__INPUT RECORDS__.
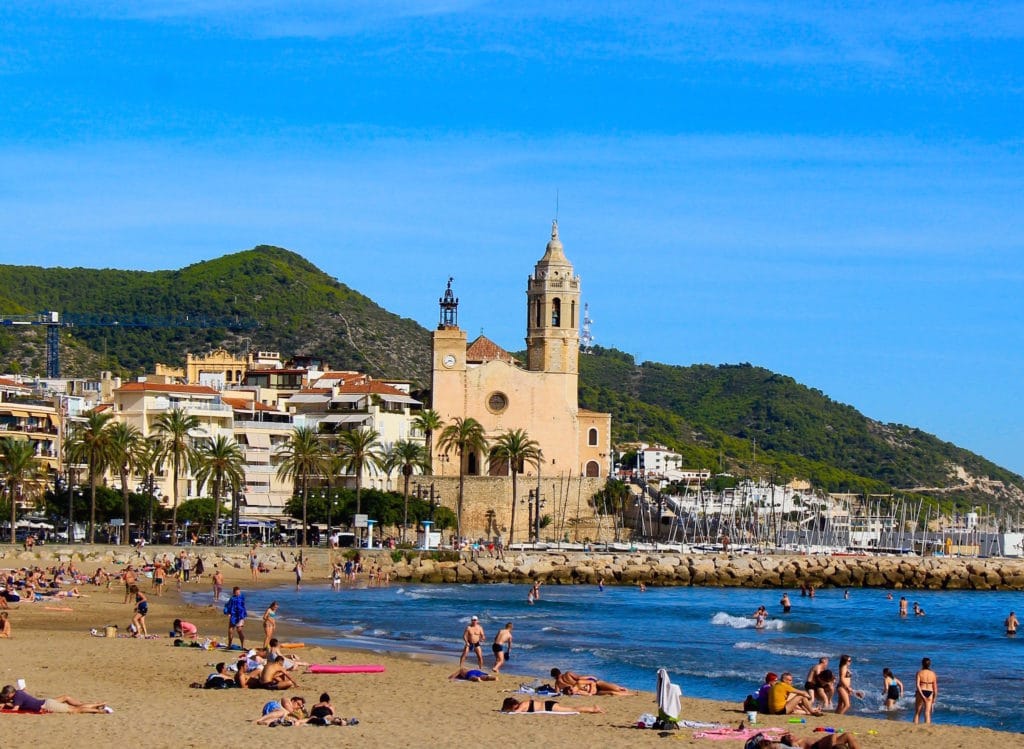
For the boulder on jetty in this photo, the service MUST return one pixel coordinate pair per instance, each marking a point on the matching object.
(570, 568)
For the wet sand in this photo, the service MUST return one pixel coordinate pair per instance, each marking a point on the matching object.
(411, 704)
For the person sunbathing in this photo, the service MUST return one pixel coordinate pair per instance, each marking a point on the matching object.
(286, 711)
(20, 701)
(472, 674)
(511, 704)
(273, 676)
(571, 683)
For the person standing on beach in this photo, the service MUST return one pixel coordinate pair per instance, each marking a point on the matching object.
(845, 691)
(1012, 624)
(502, 647)
(130, 578)
(926, 692)
(269, 623)
(236, 611)
(158, 578)
(218, 583)
(892, 689)
(472, 638)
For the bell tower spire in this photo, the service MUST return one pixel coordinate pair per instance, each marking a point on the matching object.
(552, 311)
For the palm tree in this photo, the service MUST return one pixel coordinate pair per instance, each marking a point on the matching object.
(126, 445)
(173, 428)
(222, 461)
(516, 449)
(90, 444)
(407, 456)
(302, 457)
(17, 463)
(428, 422)
(466, 437)
(151, 462)
(359, 451)
(334, 467)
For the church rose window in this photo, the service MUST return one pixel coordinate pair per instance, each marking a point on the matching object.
(497, 402)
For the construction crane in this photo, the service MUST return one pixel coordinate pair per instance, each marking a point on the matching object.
(53, 323)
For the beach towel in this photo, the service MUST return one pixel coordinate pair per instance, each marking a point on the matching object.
(737, 734)
(669, 701)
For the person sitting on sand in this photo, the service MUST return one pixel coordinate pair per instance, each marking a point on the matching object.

__PROBLEM STATEMENT__. Format every line of the items above as a numbered list, omitting blank lines and the picture lines.

__WORKED ANSWER__.
1. For the boulder on jetty in this photo, the service MUST return one pixel coordinate pair per instance, each marking a point on the matching object.
2. (570, 568)
3. For the wet sand in this photo, the service MUST return one pixel coordinate pair per instance, each marking a point on the matching object.
4. (411, 704)
5. For the person sunbathing in this photo, the service MUST return one pixel coordinate pair per instance, each marking a point on the matching object.
6. (286, 711)
7. (20, 701)
8. (472, 674)
9. (511, 704)
10. (273, 676)
11. (571, 683)
12. For the person standing on beach in this photo, the service MUST return one pixel coordinate pair per instance, each marking a point on the matching object.
13. (845, 691)
14. (1012, 624)
15. (502, 647)
16. (130, 578)
17. (926, 692)
18. (269, 623)
19. (236, 611)
20. (158, 578)
21. (218, 583)
22. (892, 689)
23. (472, 638)
24. For the bell tower spire in this photo, the service MUST return one pixel coordinate pair per instance, each marking a point on the matching object.
25. (552, 311)
26. For the palm tree in this photo, the service MUST return one pixel coordinate pair per instance, each marking a point on the matching object.
27. (126, 445)
28. (173, 428)
29. (222, 461)
30. (516, 449)
31. (90, 444)
32. (407, 456)
33. (302, 457)
34. (17, 463)
35. (428, 422)
36. (466, 437)
37. (151, 462)
38. (359, 451)
39. (334, 467)
40. For the church rose window in this photo, the service MUST return one pixel coordinate pair per instance, each marking a point on the matching object.
41. (497, 402)
42. For the construction crane in this photo, the service MUST return one pixel coordinate pair per instance, each marking a point on the matching object.
43. (53, 323)
44. For the beach towel in this photo, the service MUST return one pixel coordinate pair per instance, each marking a point on the matching object.
45. (737, 734)
46. (669, 701)
47. For the person sitting on sand in this photo, the service MUST return one pixel coordinate pair per instance, each marking a point on the matching object.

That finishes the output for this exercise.